## Given task 1
Summarize the Epiphany text below in two sentences.

## Text
"""

NINE THINGS TO KNOW ABOUT THE EPIPHANY

1. What does the word "Epiphany" mean? "Epiphany" means "manifestation." The word comes from Greek roots that means "to show, to display". An epiphany is thus a time when something is shown or manifested to an audience. 

2. What is the feast of the Epiphany about? According to the Catechism of the Catholic Church, the Epiphany is the manifestation of Jesus as Messiah of Israel, Son of God, and Savior of the World. The great feast of Epiphany celebrates the adoration of Jesus by the wise men (Magi) from the East. In the Magi, the Gospel sees the first-fruits of the nations who welcome the good news of salvation through the Incarnation. The Magi's coming to Jerusalem in order to pay homage to the King of the Jews shows that non-believers can discover Jesus and worship Him as Son of God and Savior of the world. 

3. When is Epiphany celebrated? This varies from country to country. In some countries, Epiphany is a holy day of obligation. Where that is the case, it is celebrated on January 6th. In the United States, the Feast of the Epiphany is transferred to the first Sunday after January 1st. In 2019, it so happens that the first Sunday after January 1st is January 6th, so this year the U.S. celebration of Epiphany coincides with its universal celebration. 

4. Why is Epiphany connected with January 6th? Emeritus Pope Benedict says that it is hard to say how far back the beginnings of the Christmas feast go. It assumed its definitive form in the third century. At about the same time the Feast of the Epiphany emerged in the East on January 6th, and the Feast of Christmas in the West, on December 25th.

"""

## Provided material

"""

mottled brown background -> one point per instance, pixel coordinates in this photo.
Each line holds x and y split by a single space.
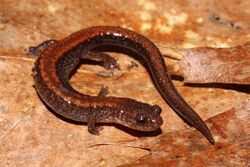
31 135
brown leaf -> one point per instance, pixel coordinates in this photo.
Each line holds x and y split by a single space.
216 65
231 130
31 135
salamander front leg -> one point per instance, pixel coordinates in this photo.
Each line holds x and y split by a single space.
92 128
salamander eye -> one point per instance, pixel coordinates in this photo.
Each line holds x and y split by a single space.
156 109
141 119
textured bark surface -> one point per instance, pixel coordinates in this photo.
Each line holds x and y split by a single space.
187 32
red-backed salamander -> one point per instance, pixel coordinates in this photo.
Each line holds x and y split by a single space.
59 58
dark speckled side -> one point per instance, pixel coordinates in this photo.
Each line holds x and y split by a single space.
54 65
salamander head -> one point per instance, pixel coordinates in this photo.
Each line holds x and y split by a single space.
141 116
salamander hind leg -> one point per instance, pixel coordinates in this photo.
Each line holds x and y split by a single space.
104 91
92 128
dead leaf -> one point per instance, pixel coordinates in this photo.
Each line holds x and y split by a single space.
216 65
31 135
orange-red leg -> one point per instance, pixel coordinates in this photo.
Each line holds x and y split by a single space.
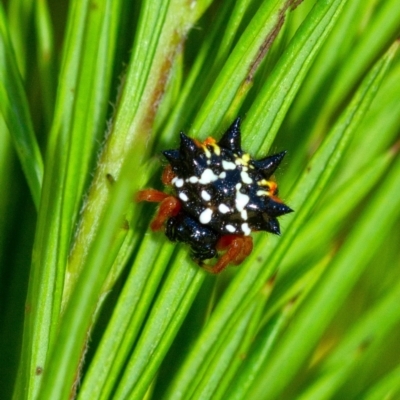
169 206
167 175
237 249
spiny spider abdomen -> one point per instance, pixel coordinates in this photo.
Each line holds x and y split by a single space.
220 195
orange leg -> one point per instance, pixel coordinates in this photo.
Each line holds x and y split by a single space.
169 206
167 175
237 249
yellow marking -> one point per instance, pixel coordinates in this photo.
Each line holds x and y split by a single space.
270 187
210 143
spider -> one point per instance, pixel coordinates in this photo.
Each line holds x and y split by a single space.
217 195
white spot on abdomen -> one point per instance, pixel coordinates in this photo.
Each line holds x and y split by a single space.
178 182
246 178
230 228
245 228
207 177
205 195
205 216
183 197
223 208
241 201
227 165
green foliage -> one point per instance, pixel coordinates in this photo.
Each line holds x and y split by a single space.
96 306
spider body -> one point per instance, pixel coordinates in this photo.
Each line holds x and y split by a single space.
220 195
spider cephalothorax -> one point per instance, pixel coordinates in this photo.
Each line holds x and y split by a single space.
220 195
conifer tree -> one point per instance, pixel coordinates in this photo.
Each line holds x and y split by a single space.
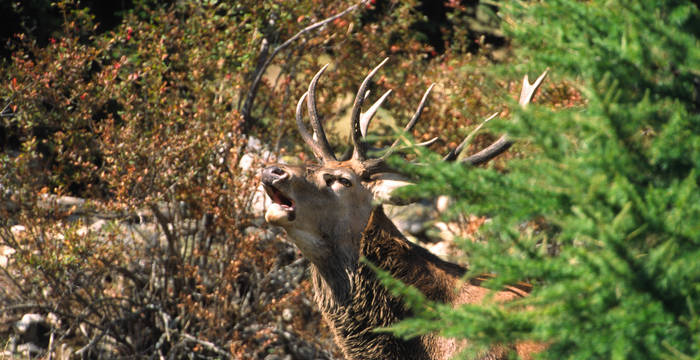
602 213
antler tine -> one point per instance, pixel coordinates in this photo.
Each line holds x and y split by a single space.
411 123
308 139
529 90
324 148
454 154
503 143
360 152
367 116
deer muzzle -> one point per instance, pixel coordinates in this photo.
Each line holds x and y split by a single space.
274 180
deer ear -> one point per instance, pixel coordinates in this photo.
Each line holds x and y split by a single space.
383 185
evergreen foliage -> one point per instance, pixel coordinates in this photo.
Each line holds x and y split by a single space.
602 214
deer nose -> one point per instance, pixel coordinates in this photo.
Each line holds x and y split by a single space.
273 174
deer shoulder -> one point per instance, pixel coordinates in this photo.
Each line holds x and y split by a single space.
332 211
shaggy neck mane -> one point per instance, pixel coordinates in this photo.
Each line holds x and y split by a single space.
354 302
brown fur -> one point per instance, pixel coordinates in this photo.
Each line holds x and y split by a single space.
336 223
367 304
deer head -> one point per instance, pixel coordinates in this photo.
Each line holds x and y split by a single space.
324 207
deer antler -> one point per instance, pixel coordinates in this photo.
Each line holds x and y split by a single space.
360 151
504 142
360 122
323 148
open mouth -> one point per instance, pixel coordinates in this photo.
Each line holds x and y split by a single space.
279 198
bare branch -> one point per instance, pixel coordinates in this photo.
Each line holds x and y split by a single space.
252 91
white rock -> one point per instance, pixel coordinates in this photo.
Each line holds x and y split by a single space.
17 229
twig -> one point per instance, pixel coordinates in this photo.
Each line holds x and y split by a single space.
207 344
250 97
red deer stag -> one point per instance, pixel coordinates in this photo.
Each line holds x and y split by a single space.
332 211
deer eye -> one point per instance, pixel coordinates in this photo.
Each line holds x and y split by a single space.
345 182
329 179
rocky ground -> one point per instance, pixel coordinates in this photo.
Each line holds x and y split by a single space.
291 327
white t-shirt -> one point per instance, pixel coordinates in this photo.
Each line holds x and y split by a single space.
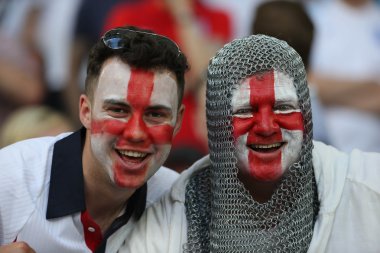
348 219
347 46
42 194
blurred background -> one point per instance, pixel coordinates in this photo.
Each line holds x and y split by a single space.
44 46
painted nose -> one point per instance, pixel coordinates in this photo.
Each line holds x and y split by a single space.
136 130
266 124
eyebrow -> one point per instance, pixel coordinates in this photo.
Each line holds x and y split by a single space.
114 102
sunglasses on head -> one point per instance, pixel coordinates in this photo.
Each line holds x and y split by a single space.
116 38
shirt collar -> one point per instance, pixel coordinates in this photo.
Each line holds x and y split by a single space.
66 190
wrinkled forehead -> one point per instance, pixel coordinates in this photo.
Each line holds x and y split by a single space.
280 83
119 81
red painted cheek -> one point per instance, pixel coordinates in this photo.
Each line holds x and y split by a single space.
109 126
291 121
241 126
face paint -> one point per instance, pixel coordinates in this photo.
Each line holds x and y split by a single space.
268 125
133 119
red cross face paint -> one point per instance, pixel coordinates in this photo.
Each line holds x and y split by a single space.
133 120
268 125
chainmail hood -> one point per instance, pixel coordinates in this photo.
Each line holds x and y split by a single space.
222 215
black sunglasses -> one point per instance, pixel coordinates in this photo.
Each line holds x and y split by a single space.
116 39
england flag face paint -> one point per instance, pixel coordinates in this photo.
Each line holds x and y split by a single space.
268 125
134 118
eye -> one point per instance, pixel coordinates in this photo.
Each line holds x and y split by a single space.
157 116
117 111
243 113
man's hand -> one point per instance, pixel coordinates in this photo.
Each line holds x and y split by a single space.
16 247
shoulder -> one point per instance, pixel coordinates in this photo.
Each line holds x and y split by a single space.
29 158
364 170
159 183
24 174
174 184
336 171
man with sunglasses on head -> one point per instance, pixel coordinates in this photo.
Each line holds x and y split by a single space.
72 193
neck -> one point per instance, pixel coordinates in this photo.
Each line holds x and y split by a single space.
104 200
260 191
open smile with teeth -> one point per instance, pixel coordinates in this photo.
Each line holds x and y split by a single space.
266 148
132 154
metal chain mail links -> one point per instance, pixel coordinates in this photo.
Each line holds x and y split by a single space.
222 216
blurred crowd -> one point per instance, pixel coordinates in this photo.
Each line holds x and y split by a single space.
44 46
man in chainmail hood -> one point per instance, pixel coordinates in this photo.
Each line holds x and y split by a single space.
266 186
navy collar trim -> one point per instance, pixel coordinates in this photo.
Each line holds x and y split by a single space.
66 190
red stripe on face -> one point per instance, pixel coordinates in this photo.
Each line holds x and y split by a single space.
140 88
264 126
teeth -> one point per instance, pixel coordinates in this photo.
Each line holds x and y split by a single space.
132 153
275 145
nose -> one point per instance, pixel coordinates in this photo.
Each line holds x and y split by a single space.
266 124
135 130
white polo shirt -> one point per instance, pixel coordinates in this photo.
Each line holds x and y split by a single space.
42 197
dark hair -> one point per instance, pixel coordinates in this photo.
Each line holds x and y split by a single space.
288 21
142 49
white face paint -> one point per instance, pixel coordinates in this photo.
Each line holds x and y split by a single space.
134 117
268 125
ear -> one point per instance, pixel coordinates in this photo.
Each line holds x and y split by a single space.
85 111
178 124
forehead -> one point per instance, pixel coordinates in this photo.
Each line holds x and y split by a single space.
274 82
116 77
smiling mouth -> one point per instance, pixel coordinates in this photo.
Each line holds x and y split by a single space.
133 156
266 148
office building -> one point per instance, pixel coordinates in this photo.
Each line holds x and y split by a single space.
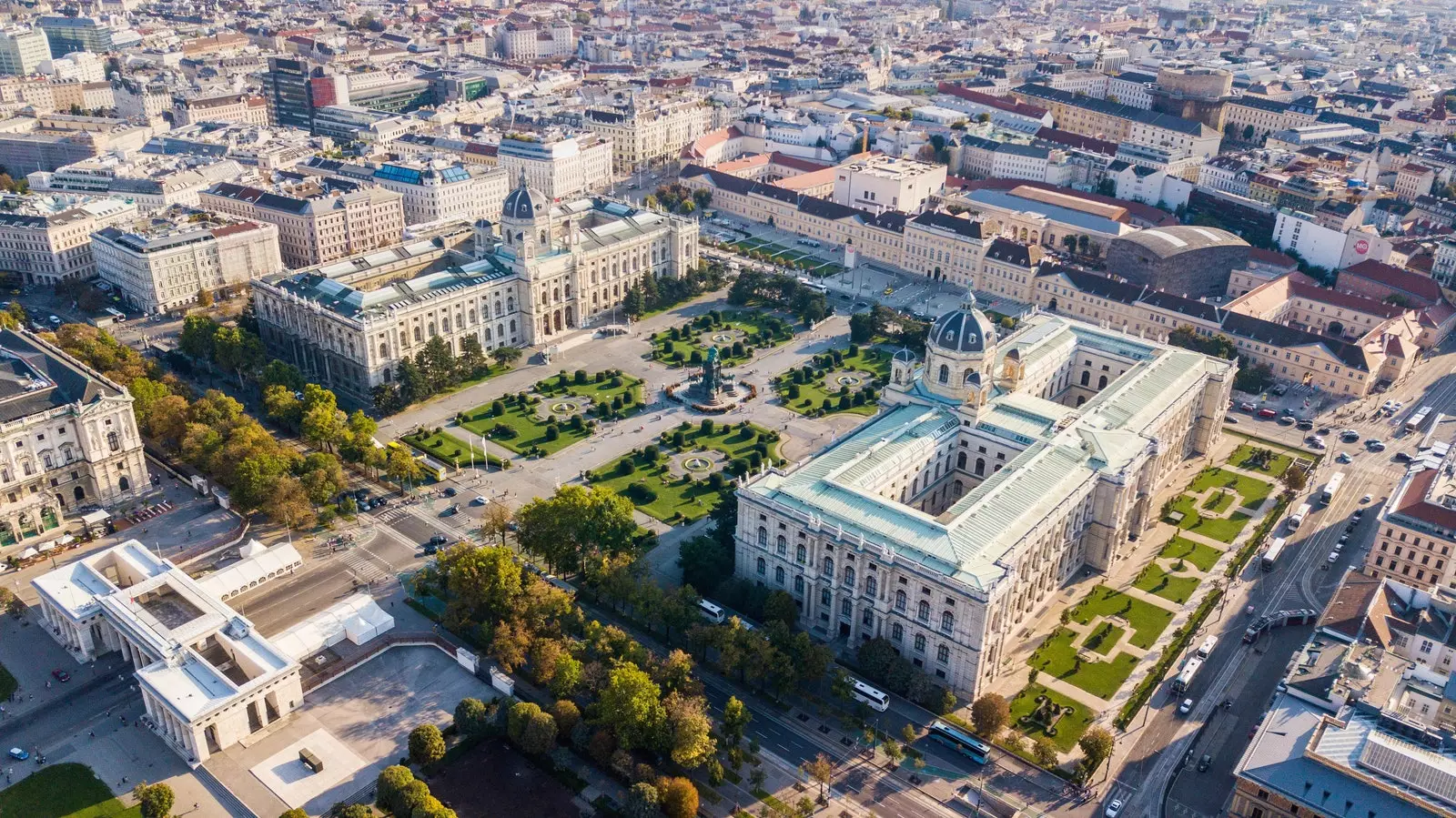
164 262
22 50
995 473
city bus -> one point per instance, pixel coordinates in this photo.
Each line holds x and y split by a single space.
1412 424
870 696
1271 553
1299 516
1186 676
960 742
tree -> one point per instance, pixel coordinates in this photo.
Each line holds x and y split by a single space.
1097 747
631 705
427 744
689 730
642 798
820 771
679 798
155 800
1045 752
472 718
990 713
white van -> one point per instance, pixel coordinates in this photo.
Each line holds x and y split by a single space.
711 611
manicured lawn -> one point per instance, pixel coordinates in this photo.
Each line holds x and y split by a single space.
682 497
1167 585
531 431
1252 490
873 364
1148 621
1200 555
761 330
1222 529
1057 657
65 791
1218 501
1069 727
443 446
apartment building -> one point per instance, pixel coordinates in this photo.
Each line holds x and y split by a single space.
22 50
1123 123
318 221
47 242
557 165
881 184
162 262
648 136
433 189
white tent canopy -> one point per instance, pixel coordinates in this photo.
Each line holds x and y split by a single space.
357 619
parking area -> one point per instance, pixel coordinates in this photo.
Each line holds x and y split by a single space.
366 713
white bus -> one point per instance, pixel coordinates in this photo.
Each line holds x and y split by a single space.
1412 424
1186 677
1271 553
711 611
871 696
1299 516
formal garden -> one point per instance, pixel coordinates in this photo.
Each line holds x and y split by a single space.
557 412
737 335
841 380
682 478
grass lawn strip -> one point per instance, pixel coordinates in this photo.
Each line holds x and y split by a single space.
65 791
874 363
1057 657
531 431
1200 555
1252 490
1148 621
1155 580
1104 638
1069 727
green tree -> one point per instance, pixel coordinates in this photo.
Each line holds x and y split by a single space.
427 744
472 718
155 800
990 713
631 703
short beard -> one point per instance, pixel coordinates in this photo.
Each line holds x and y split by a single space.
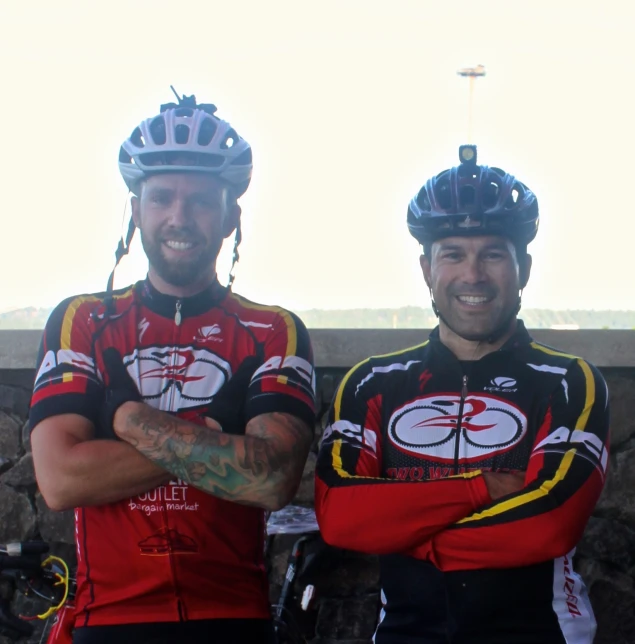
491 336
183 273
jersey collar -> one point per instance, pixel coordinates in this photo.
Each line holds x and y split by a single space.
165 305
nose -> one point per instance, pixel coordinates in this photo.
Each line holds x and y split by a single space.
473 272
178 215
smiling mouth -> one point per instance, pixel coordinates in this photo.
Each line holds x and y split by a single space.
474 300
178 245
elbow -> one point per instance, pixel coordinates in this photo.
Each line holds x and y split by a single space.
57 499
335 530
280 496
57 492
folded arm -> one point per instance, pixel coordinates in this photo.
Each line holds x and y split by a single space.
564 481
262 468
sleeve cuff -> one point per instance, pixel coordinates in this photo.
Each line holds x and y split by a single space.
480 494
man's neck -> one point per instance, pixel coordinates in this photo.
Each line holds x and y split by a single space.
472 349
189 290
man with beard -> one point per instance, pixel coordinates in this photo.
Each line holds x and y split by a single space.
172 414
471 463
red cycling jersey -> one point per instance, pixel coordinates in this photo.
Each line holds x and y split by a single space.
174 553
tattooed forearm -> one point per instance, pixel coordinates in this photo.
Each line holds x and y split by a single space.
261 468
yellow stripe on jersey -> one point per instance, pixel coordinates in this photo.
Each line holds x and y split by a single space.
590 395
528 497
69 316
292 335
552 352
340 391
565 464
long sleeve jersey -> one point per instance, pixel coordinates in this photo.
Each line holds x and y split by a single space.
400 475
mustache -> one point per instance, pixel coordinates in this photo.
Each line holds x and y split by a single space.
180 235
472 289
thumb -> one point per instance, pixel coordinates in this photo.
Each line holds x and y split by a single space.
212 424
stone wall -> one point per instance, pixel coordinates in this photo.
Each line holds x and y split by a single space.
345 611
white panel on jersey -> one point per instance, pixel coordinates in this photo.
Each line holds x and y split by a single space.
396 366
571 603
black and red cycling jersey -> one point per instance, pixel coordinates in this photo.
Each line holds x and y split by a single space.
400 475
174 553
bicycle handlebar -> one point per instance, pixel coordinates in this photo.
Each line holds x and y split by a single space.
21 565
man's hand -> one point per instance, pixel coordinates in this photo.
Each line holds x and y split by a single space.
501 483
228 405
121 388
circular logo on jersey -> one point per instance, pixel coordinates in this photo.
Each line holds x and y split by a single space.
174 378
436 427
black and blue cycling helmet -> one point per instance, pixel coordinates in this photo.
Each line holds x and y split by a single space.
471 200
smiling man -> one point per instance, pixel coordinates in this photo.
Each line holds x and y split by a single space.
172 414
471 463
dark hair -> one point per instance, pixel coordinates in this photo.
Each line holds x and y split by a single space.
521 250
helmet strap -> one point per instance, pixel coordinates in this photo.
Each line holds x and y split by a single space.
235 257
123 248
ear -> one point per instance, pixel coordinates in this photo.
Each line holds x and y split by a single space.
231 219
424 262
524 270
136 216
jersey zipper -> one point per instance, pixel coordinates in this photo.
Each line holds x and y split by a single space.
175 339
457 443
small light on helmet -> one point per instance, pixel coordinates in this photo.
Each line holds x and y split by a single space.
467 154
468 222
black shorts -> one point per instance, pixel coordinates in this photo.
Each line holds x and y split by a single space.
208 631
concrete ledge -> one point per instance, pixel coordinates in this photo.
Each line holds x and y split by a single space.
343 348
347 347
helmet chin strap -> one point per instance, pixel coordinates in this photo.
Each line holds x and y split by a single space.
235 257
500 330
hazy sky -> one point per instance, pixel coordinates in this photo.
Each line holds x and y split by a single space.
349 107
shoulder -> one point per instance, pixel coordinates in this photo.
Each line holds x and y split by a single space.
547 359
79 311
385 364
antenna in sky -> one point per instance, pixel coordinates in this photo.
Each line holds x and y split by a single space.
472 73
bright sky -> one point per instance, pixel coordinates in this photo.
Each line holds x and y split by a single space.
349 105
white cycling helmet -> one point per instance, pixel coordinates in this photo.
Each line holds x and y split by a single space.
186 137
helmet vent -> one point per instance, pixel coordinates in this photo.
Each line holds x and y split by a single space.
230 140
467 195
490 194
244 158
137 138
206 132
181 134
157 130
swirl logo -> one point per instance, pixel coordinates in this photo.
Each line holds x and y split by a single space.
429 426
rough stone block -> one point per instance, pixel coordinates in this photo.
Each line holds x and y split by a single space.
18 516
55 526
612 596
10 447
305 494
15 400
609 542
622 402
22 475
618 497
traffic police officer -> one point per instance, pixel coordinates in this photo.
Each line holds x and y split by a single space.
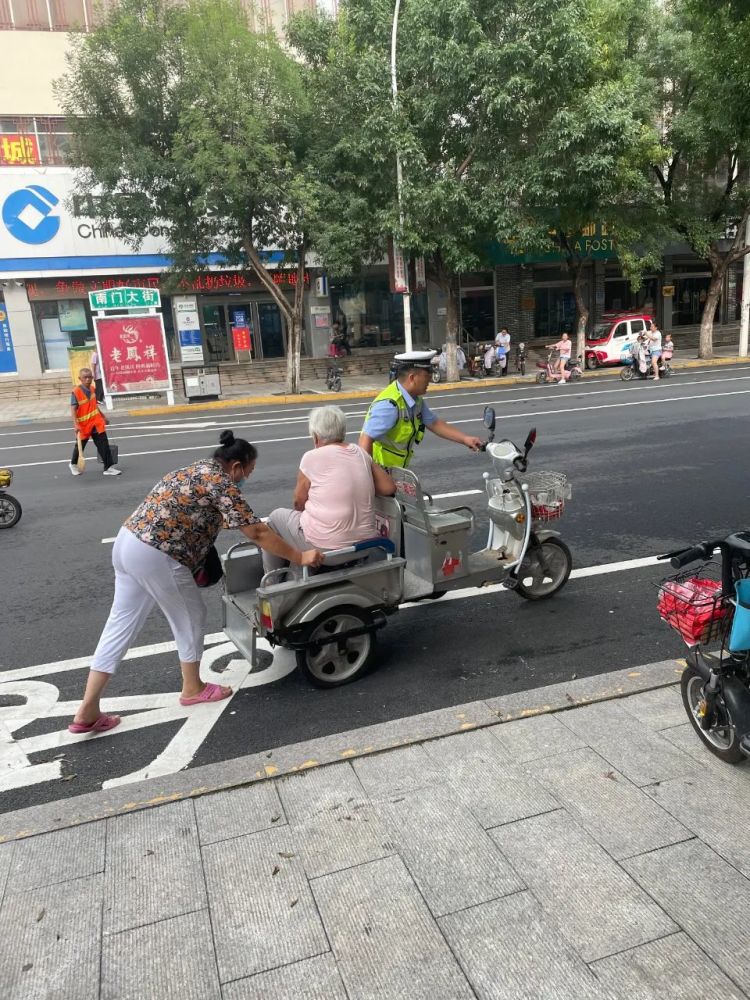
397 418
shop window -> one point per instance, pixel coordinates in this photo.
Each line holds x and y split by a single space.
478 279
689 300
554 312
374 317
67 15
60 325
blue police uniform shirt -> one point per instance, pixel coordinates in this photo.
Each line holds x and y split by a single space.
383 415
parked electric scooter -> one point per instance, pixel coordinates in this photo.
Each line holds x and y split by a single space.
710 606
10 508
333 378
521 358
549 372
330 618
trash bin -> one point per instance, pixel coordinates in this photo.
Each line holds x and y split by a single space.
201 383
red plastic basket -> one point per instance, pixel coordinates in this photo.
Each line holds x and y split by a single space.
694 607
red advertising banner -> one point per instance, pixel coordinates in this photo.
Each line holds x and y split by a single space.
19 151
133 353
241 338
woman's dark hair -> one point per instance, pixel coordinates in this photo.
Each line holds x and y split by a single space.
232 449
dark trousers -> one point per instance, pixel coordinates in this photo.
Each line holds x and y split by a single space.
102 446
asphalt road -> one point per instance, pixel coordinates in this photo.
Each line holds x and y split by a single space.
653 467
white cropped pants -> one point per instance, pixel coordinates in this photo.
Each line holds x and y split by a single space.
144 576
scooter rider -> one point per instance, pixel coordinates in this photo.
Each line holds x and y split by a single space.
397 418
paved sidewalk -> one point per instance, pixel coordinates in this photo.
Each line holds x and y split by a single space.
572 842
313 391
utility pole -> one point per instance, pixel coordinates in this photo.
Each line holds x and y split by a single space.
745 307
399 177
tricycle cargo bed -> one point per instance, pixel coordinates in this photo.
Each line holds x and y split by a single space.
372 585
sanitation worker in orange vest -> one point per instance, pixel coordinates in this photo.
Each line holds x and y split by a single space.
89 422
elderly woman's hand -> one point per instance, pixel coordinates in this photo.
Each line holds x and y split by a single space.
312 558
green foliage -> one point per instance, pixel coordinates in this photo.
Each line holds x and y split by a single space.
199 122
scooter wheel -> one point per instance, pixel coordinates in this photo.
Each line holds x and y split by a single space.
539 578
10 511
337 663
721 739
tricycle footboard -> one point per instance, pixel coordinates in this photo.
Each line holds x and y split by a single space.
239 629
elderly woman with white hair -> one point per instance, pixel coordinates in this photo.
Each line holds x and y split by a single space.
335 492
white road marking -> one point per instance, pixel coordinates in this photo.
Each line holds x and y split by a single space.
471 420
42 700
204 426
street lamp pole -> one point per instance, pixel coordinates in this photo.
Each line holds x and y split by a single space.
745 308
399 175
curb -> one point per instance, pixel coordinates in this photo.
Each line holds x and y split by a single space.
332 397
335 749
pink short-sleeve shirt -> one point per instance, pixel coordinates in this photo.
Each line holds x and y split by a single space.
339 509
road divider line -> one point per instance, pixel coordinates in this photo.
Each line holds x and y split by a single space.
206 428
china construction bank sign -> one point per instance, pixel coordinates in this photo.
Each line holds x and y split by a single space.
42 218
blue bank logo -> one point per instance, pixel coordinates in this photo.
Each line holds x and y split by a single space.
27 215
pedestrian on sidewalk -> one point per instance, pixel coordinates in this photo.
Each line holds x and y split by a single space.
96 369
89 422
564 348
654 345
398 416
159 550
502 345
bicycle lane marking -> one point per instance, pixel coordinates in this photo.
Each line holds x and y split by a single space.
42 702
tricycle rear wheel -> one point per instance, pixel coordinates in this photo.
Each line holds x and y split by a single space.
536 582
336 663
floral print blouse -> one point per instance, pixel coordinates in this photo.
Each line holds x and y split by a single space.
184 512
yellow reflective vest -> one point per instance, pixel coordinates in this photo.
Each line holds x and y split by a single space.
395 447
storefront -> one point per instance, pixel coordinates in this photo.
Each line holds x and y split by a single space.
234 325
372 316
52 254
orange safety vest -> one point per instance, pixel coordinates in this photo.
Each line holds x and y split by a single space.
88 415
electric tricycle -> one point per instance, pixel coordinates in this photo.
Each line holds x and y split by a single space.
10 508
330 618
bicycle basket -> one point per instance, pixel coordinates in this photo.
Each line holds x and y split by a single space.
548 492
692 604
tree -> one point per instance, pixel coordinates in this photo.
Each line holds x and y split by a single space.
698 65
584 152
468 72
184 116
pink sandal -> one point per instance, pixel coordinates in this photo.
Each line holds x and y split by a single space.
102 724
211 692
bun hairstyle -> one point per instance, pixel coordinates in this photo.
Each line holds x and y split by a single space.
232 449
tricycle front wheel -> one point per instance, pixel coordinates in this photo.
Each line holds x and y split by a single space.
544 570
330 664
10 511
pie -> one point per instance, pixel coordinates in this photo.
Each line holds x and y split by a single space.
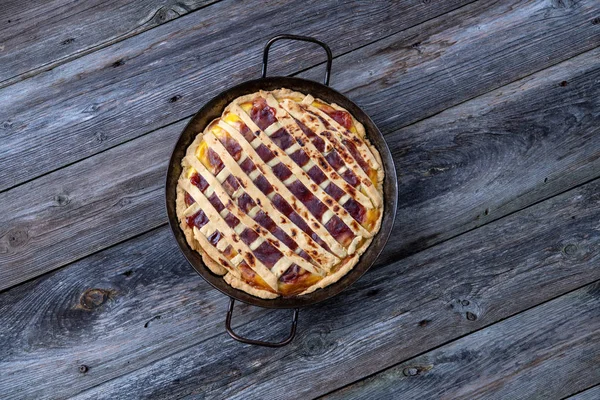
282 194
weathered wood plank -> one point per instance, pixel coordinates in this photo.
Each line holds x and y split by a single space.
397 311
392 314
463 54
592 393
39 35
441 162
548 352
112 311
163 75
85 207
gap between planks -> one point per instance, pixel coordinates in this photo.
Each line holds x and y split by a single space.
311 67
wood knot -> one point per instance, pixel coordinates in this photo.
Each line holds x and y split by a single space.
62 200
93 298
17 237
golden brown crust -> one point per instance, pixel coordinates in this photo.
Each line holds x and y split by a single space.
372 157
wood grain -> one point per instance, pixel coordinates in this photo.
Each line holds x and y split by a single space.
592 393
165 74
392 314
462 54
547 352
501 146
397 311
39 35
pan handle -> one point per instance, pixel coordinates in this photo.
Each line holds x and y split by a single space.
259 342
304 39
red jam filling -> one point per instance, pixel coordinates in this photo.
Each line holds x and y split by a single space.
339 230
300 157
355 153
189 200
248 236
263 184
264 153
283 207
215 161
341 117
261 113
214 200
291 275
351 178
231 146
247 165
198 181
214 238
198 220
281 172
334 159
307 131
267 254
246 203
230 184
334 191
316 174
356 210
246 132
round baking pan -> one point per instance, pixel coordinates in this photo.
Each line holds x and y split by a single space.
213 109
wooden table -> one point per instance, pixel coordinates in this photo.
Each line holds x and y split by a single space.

"""

## Given task 2
Pick out each line of the records above that contains the word "woman".

## Exercise output 1
The Epiphany, whose name means "manifestation," is the feast of the manifestation of Jesus as Messiah of Israel, Son of God, and Savior of the World, celebrated especially through his adoration by the Magi from the East. It falls on January 6th where it is a holy day of obligation and on the first Sunday after January 1st in the United States, and it emerged in the East on January 6th at about the same time that Christmas took its definitive form in the third century.

## Exercise output 2
woman's dark hair -> one point per instance, pixel coordinates in this photo.
elderly woman's hand -> one point per instance, pixel coordinates in this photo.
elderly woman with white hair -> one point per instance, pixel coordinates in this photo.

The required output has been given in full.